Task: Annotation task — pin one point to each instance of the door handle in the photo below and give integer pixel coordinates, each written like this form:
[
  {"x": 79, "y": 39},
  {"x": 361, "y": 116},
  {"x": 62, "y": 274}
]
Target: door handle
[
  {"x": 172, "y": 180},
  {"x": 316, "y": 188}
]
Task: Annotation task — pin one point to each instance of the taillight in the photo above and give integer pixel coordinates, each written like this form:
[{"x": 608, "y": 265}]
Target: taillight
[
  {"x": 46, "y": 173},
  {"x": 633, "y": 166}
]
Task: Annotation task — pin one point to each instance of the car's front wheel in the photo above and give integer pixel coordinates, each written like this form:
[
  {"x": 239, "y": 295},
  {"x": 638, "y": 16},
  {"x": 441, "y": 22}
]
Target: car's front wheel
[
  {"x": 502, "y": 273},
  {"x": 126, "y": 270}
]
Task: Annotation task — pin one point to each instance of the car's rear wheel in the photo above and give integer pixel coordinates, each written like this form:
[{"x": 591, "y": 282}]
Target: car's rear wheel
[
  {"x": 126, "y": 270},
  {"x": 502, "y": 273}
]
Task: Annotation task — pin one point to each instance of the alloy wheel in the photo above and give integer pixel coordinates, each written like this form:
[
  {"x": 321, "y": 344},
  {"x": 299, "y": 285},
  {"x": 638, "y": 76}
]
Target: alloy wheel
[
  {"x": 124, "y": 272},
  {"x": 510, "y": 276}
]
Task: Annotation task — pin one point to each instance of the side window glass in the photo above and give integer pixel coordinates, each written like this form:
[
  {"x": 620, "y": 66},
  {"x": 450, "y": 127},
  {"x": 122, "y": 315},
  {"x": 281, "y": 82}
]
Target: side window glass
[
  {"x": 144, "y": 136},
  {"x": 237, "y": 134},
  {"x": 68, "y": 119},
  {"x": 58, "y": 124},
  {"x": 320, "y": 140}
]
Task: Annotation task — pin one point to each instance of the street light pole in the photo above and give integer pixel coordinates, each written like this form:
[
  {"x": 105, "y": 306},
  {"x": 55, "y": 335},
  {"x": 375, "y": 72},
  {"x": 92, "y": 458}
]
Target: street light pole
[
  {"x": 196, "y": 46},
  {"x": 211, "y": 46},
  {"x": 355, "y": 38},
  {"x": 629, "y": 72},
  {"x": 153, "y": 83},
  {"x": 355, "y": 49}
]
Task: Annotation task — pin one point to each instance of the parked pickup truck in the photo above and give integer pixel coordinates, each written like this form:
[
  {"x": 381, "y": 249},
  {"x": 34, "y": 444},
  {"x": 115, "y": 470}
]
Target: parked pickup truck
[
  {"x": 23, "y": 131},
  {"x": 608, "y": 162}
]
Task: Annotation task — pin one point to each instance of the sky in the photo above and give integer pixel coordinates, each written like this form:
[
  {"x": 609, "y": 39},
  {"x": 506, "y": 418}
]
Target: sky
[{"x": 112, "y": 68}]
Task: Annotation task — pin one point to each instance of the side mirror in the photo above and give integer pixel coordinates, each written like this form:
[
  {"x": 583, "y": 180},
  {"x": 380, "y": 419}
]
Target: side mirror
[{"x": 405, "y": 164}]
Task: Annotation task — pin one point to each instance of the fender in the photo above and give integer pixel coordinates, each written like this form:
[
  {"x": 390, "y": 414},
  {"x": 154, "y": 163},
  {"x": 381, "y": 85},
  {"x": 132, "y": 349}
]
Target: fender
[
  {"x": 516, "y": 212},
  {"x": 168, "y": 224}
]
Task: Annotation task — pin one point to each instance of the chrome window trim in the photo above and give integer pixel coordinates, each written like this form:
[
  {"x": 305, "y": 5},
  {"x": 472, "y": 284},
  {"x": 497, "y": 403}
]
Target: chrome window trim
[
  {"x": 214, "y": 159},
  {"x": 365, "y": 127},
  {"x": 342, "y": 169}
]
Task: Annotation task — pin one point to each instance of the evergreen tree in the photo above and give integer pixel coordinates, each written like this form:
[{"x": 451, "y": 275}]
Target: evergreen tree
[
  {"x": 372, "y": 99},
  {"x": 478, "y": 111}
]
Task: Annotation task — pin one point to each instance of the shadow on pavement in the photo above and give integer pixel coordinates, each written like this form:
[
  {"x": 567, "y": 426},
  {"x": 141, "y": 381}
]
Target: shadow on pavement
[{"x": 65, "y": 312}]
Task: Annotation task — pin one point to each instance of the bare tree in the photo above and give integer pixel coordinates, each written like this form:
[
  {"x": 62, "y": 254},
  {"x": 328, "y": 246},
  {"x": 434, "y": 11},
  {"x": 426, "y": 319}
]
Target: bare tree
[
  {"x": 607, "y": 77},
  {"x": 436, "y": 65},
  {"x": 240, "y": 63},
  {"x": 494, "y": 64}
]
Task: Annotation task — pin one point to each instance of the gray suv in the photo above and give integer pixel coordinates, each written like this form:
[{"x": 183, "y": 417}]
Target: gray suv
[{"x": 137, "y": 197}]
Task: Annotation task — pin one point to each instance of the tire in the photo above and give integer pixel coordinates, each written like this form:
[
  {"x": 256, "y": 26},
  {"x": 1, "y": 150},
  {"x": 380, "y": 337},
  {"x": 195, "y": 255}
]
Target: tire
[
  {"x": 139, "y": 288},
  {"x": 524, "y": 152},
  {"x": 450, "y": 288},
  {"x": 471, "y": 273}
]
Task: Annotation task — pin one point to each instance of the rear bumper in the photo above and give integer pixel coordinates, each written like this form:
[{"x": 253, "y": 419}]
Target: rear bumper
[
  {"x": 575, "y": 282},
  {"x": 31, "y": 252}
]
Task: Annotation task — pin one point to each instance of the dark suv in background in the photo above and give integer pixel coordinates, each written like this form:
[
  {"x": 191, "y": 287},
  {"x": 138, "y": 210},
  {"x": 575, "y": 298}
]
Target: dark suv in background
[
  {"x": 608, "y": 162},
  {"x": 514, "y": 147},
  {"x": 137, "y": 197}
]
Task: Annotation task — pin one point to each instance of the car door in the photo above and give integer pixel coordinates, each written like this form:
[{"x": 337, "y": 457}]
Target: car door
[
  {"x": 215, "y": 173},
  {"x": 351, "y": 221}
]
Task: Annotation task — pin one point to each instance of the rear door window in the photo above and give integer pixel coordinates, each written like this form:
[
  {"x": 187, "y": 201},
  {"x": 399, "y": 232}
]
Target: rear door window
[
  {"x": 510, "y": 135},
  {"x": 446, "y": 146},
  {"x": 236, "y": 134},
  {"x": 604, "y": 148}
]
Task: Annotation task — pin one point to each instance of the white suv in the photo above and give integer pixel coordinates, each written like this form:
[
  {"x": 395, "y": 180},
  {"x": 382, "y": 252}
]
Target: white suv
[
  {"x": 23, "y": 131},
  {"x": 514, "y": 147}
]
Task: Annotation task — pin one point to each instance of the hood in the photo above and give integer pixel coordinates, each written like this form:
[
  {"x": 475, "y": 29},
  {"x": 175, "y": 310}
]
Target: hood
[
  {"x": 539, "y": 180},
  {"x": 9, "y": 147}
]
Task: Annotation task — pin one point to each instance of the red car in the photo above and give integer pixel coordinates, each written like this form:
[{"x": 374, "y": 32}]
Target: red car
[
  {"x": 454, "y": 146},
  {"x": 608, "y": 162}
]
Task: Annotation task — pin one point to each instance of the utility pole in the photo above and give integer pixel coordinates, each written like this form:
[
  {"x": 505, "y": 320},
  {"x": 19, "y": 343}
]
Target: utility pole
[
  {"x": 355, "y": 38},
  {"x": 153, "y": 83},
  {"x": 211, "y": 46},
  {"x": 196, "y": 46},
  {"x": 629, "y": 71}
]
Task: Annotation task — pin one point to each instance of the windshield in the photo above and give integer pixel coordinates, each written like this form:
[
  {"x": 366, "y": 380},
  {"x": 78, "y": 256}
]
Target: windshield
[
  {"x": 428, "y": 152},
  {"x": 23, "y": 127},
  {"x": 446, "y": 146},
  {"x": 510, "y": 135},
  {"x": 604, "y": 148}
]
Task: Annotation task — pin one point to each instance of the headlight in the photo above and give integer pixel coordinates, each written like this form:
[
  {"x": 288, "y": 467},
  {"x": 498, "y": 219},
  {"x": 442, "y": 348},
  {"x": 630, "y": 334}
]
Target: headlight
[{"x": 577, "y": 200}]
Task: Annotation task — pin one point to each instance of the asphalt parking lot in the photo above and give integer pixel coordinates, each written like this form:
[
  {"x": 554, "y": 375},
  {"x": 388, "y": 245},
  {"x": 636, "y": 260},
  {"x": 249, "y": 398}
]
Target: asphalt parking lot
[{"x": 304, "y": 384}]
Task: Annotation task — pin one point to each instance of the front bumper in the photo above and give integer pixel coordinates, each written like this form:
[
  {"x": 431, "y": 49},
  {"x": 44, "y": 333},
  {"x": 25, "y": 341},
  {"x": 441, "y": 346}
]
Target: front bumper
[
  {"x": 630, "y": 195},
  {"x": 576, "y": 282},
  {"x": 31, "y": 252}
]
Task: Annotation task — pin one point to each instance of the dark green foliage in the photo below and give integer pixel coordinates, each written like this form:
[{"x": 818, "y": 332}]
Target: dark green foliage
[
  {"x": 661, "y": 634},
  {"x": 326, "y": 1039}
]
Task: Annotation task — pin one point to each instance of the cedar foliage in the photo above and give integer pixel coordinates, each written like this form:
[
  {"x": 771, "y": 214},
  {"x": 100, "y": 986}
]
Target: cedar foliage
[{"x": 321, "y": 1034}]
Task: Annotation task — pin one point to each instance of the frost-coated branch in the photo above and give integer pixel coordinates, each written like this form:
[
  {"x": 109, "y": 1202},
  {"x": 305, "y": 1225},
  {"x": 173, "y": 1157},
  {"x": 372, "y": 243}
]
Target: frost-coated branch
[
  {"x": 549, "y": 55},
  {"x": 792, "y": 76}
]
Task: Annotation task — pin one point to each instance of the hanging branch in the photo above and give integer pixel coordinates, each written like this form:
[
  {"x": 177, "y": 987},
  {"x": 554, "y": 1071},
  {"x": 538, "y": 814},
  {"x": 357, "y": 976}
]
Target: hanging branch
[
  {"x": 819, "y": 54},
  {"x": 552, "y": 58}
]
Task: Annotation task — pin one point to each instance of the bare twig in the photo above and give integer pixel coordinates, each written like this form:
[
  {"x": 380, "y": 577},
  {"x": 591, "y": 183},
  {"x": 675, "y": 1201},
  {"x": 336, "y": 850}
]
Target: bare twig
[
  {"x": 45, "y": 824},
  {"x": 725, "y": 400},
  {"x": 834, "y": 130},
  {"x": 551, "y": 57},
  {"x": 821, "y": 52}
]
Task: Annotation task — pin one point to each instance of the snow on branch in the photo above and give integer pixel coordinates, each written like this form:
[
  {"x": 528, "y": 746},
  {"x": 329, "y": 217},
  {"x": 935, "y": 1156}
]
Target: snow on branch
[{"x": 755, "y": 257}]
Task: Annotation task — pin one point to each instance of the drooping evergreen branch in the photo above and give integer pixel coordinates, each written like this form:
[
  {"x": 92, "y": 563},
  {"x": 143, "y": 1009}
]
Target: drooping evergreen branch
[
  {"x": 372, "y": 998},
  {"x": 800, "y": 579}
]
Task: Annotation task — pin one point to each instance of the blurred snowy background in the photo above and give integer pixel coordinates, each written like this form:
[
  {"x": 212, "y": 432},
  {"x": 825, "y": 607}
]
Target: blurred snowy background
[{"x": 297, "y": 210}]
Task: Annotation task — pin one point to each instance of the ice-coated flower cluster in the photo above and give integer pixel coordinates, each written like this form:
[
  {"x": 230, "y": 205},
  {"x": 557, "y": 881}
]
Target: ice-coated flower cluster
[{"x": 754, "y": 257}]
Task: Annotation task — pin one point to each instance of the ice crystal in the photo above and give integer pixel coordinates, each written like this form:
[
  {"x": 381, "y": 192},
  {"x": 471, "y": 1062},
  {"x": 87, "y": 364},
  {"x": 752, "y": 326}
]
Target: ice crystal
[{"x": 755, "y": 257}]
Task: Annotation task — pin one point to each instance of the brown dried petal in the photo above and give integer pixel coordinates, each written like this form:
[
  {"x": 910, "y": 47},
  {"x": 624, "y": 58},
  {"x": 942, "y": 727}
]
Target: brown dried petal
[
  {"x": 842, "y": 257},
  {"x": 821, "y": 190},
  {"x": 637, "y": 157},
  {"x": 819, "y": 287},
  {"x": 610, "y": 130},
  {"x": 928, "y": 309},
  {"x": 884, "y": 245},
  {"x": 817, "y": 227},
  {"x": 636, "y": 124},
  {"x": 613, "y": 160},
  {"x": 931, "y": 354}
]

**Exercise brief**
Begin with the line that contains "of the drooping" and set down each line exactly until the records above end, including the final line.

**Response to the exercise**
Task: Annotation task — pin one point to each instance of the drooping evergreen branch in the photo above and give integer pixel coordinates, each written like this form:
[
  {"x": 92, "y": 563},
  {"x": 143, "y": 1009}
]
Target: drooping evergreen branch
[
  {"x": 372, "y": 998},
  {"x": 800, "y": 579}
]
Task: Annotation task — pin one point to each instance of the blurred snowy background in the photo above and give integer pixel coordinates, each written like this form:
[
  {"x": 212, "y": 432},
  {"x": 825, "y": 607}
]
Target: blurred snowy background
[{"x": 297, "y": 210}]
Task: Annotation task — pin one point to each instance of the ice-coated flower cluster in the photo above and give integer pixel coordinates, each written like this form:
[
  {"x": 230, "y": 205},
  {"x": 557, "y": 881}
]
Target: ice-coated flower cluster
[{"x": 754, "y": 257}]
Task: Annotation task — pin one point to each instance of the ice crystal in the photo above and give integer pixel coordinates, each written like this form:
[
  {"x": 381, "y": 192},
  {"x": 471, "y": 1062},
  {"x": 87, "y": 364},
  {"x": 752, "y": 326}
]
Target: ice crystal
[{"x": 755, "y": 257}]
Task: Annotation task — pin one point to each instance of the brown dried petal in the photo above and give integer pixel coordinates, each written like this form:
[
  {"x": 910, "y": 47},
  {"x": 624, "y": 58},
  {"x": 942, "y": 727}
]
Target: brown dried petal
[
  {"x": 842, "y": 257},
  {"x": 821, "y": 190},
  {"x": 637, "y": 157},
  {"x": 819, "y": 287},
  {"x": 610, "y": 130},
  {"x": 928, "y": 309},
  {"x": 884, "y": 245},
  {"x": 817, "y": 227},
  {"x": 636, "y": 124},
  {"x": 613, "y": 160},
  {"x": 931, "y": 354}
]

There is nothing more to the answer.